Check every line of the entries below for "inside", and copy the lines that have it.

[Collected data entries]
=== Begin Enclosure ===

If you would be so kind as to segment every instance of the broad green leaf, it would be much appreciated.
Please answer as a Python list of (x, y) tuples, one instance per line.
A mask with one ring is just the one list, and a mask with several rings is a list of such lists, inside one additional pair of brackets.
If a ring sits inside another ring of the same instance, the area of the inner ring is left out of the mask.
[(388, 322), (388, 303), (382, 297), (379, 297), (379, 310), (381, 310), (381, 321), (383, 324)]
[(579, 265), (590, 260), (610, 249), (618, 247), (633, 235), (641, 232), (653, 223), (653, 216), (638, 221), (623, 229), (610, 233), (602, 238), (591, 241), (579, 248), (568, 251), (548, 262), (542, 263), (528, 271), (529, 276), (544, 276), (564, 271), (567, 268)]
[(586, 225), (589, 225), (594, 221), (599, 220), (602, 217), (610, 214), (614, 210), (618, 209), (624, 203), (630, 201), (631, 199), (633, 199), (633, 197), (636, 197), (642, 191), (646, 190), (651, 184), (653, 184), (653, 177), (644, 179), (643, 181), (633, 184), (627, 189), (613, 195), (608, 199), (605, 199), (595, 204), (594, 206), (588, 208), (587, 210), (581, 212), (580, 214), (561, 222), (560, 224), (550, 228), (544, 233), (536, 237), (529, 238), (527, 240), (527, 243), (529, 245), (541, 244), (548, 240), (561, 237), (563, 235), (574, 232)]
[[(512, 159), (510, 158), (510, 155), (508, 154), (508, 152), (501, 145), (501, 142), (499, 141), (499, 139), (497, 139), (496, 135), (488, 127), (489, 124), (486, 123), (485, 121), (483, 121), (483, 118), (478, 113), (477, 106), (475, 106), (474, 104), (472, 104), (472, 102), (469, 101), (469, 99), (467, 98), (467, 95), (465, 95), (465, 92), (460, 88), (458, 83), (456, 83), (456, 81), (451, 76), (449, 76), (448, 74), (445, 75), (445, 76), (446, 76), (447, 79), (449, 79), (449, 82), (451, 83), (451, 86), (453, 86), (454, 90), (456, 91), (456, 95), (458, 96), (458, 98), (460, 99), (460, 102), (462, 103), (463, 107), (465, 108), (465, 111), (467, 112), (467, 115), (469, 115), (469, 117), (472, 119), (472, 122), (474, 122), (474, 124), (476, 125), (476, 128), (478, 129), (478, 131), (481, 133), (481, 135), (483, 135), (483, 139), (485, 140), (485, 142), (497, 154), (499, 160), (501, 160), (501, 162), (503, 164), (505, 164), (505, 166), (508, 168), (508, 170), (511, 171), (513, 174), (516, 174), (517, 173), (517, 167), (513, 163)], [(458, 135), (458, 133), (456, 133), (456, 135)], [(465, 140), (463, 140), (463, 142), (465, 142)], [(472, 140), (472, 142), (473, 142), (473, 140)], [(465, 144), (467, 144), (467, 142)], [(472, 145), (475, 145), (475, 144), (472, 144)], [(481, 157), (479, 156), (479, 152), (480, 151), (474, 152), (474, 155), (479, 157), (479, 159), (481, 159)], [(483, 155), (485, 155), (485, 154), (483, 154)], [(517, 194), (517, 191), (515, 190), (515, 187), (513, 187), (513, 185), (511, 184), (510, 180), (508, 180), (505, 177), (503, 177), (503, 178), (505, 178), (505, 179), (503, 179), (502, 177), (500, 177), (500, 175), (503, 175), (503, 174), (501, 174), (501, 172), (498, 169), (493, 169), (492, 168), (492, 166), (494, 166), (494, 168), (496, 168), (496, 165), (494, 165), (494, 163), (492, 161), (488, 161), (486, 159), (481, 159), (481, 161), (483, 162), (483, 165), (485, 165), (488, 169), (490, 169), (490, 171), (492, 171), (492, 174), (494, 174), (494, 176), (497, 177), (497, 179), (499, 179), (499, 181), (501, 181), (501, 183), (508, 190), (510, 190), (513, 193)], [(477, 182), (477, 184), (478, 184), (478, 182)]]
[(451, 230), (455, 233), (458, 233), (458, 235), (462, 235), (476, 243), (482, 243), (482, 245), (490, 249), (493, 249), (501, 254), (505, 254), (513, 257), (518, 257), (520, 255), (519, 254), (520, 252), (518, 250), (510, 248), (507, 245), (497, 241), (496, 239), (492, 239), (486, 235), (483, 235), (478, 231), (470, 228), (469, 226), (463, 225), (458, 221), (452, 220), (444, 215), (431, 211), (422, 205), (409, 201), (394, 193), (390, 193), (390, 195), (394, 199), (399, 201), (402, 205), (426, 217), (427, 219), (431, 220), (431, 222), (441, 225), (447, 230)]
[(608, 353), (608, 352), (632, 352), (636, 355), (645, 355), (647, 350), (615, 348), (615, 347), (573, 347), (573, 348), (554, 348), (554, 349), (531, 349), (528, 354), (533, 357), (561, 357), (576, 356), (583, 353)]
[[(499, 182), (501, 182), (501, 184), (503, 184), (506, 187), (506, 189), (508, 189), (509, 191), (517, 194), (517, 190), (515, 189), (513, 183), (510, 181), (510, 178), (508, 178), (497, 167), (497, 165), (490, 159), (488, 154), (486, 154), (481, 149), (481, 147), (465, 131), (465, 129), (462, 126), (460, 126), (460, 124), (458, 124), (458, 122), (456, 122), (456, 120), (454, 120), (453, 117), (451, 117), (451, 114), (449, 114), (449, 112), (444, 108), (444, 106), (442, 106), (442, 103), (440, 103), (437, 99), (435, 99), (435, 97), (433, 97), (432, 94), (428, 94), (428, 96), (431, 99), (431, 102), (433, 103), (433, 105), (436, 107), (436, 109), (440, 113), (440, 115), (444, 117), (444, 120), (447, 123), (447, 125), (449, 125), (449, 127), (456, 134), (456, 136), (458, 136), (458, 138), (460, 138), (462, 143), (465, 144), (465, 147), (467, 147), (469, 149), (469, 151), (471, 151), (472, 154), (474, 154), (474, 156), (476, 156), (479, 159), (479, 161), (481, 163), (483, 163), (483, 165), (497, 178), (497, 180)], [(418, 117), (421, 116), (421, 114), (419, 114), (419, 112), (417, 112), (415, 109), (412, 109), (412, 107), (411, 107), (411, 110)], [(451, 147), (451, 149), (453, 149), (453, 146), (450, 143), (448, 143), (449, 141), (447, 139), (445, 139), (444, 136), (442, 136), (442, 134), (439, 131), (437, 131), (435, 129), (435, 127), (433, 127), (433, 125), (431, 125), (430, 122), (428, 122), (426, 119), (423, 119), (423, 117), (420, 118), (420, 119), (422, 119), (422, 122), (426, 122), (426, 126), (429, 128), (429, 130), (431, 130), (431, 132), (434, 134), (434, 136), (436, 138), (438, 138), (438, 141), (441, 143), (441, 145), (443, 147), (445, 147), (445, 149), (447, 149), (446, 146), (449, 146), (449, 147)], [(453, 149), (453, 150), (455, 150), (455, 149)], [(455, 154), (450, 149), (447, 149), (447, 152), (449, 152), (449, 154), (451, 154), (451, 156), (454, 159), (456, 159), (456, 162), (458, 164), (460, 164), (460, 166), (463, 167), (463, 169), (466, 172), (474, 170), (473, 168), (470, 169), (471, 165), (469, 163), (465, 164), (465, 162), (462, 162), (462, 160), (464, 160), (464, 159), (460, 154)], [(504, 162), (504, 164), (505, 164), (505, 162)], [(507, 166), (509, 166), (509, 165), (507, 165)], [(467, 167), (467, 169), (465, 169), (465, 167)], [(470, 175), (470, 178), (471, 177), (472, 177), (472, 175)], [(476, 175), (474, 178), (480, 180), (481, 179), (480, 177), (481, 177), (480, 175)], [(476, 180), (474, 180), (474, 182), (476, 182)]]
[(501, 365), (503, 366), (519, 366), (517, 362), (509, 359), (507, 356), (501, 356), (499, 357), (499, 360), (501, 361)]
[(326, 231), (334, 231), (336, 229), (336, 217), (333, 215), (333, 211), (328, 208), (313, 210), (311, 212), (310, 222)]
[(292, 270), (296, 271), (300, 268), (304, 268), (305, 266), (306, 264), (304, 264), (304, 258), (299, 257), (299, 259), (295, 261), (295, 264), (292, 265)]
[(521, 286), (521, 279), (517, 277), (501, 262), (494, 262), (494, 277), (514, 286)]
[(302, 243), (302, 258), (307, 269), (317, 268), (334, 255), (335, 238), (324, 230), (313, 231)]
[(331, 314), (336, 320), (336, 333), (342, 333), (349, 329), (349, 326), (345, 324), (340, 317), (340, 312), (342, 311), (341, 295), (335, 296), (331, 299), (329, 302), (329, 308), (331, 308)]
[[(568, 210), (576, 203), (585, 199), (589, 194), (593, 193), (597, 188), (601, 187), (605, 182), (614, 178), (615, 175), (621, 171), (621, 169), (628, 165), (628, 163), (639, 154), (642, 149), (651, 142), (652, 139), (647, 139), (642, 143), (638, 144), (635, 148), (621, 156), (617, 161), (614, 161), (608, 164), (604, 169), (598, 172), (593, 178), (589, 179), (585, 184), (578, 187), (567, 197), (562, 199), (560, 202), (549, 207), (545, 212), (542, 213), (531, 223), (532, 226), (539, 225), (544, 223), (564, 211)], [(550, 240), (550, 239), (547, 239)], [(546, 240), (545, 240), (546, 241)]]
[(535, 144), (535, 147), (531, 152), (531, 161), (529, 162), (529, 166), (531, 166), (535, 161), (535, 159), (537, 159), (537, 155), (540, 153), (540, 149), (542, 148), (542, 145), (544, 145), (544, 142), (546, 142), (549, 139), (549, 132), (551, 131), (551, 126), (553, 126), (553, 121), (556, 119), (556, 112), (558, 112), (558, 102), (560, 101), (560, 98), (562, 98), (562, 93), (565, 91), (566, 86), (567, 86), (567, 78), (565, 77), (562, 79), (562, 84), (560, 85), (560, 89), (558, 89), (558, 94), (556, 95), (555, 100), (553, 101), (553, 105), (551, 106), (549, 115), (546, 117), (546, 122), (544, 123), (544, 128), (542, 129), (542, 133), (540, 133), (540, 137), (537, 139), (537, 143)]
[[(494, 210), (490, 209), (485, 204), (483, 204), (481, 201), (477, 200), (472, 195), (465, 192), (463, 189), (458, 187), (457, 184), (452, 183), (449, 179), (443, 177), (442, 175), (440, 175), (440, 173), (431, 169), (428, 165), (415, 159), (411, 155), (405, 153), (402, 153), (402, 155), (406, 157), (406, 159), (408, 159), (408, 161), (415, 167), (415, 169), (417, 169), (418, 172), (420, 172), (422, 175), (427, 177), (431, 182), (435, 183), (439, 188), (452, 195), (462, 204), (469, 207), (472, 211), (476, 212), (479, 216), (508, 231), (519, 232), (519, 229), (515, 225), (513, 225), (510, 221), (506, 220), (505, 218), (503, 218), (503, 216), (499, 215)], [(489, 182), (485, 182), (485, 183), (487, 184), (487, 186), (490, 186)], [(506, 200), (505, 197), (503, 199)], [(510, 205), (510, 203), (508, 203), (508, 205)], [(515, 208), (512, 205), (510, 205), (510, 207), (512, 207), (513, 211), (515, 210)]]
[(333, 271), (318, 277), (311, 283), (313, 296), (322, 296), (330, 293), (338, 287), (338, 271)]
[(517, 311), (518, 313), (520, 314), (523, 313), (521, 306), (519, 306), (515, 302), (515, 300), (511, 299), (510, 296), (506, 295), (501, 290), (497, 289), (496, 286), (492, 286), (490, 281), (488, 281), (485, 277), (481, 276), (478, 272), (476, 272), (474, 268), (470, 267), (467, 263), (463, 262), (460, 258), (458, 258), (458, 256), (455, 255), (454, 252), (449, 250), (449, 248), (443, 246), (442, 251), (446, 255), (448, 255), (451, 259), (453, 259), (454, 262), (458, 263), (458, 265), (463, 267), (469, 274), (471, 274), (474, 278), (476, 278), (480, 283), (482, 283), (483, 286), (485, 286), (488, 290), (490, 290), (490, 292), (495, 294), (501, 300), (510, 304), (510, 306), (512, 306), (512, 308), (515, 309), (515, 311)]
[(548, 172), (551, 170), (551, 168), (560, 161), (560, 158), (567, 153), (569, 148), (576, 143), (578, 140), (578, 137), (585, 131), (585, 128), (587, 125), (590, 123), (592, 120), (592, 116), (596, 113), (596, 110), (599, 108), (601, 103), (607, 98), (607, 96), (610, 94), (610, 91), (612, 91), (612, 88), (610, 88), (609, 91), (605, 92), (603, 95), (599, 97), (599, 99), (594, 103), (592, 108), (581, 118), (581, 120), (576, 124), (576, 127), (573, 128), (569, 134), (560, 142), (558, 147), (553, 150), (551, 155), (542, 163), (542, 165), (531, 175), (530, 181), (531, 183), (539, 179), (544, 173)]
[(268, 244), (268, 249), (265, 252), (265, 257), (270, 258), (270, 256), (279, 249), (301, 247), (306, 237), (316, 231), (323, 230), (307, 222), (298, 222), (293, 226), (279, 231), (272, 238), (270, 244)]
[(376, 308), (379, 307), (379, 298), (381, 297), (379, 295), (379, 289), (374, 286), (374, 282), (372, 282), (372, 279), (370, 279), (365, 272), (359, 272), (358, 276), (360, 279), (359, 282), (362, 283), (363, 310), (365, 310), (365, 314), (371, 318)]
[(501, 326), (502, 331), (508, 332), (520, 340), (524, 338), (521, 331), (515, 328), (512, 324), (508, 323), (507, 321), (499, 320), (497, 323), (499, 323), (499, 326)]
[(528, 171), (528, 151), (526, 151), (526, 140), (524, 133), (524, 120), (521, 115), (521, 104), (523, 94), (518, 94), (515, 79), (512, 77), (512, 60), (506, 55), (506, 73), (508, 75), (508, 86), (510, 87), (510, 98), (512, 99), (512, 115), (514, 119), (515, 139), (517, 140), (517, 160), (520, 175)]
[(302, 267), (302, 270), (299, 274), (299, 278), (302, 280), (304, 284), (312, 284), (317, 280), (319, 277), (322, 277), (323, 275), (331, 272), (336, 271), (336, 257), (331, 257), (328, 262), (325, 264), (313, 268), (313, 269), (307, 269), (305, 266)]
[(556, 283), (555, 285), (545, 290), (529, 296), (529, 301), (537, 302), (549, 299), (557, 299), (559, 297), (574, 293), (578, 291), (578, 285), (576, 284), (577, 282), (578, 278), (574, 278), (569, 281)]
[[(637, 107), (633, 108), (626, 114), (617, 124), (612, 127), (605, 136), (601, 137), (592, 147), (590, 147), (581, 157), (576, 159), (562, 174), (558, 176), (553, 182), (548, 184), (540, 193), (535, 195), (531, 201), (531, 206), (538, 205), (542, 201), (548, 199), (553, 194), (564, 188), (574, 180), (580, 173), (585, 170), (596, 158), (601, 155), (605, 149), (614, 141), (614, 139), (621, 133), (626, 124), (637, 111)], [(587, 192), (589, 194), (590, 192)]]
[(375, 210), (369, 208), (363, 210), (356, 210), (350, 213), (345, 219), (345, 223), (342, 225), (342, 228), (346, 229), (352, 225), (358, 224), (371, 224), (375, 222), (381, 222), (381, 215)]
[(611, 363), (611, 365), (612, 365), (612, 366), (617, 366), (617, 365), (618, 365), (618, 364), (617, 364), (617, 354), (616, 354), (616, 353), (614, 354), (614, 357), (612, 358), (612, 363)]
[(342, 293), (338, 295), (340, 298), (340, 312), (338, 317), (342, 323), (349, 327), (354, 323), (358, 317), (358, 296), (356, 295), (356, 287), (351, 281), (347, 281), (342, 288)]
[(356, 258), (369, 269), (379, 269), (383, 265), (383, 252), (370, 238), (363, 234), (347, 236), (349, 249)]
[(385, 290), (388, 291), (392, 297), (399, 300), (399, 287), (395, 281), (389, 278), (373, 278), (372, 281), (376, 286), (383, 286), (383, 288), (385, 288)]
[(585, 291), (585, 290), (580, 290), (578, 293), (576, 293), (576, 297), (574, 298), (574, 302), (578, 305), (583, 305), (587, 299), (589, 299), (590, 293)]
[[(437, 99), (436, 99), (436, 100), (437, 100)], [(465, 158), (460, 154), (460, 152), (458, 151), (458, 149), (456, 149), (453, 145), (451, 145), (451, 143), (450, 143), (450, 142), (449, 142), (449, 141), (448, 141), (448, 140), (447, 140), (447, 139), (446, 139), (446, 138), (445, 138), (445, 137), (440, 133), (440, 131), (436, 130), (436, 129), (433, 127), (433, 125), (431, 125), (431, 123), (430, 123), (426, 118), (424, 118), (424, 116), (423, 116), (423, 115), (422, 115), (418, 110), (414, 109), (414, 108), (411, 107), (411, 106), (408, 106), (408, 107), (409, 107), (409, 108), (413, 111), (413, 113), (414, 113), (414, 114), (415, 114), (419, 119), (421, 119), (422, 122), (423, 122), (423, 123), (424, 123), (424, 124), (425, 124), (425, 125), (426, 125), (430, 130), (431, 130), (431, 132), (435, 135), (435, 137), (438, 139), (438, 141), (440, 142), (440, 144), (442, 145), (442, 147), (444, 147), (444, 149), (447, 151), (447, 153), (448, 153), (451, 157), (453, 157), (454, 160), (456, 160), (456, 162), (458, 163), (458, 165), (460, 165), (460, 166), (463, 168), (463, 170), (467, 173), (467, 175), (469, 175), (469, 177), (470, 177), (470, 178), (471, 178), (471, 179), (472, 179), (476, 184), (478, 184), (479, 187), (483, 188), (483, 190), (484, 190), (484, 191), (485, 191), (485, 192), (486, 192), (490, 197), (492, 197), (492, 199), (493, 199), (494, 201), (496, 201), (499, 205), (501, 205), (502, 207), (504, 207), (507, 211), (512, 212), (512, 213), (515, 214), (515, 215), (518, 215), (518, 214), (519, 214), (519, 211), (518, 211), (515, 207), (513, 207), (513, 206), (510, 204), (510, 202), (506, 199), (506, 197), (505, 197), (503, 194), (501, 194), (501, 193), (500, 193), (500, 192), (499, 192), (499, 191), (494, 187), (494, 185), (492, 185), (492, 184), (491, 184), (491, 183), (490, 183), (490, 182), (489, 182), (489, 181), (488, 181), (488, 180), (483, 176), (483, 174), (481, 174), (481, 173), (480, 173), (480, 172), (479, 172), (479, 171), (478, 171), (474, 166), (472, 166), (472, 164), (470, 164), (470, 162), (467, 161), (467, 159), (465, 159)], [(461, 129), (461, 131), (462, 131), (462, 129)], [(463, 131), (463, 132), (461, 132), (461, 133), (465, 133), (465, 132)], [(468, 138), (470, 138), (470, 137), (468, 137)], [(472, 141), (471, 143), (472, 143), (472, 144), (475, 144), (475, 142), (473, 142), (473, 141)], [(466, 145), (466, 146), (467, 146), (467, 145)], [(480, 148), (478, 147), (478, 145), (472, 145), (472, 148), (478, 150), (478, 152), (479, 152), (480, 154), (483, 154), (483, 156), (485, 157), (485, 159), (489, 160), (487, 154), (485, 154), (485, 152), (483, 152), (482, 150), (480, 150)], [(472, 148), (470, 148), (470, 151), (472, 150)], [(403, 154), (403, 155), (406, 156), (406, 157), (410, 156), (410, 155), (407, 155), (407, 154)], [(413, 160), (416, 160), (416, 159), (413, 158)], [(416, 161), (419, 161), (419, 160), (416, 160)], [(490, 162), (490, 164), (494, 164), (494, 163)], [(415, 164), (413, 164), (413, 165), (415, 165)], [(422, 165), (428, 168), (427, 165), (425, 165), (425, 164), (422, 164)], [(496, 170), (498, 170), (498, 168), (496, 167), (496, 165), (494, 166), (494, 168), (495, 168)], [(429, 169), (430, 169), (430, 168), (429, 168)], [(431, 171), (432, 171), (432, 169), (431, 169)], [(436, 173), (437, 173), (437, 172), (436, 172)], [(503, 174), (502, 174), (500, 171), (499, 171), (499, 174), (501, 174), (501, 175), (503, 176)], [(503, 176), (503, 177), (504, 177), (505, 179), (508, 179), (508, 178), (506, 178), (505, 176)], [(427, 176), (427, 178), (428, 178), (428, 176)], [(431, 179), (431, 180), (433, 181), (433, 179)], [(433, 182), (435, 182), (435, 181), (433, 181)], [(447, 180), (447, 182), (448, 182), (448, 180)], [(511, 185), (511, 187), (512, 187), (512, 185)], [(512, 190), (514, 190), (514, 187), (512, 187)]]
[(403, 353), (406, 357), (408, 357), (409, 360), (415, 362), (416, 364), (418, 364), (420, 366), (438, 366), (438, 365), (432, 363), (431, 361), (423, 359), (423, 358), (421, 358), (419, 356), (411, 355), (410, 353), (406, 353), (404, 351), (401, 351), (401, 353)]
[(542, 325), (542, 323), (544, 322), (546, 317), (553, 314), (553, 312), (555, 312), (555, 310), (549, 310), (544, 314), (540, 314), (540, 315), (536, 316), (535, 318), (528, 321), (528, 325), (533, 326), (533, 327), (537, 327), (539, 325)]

=== End Enclosure ===

_SOLVED PROBLEM_:
A mask with one ring is just the one list, and a mask with several rings is a list of such lists, inside one additional pair of brackets.
If a ring sits inside another ring of the same instance, the area of the inner ring is left out of the mask.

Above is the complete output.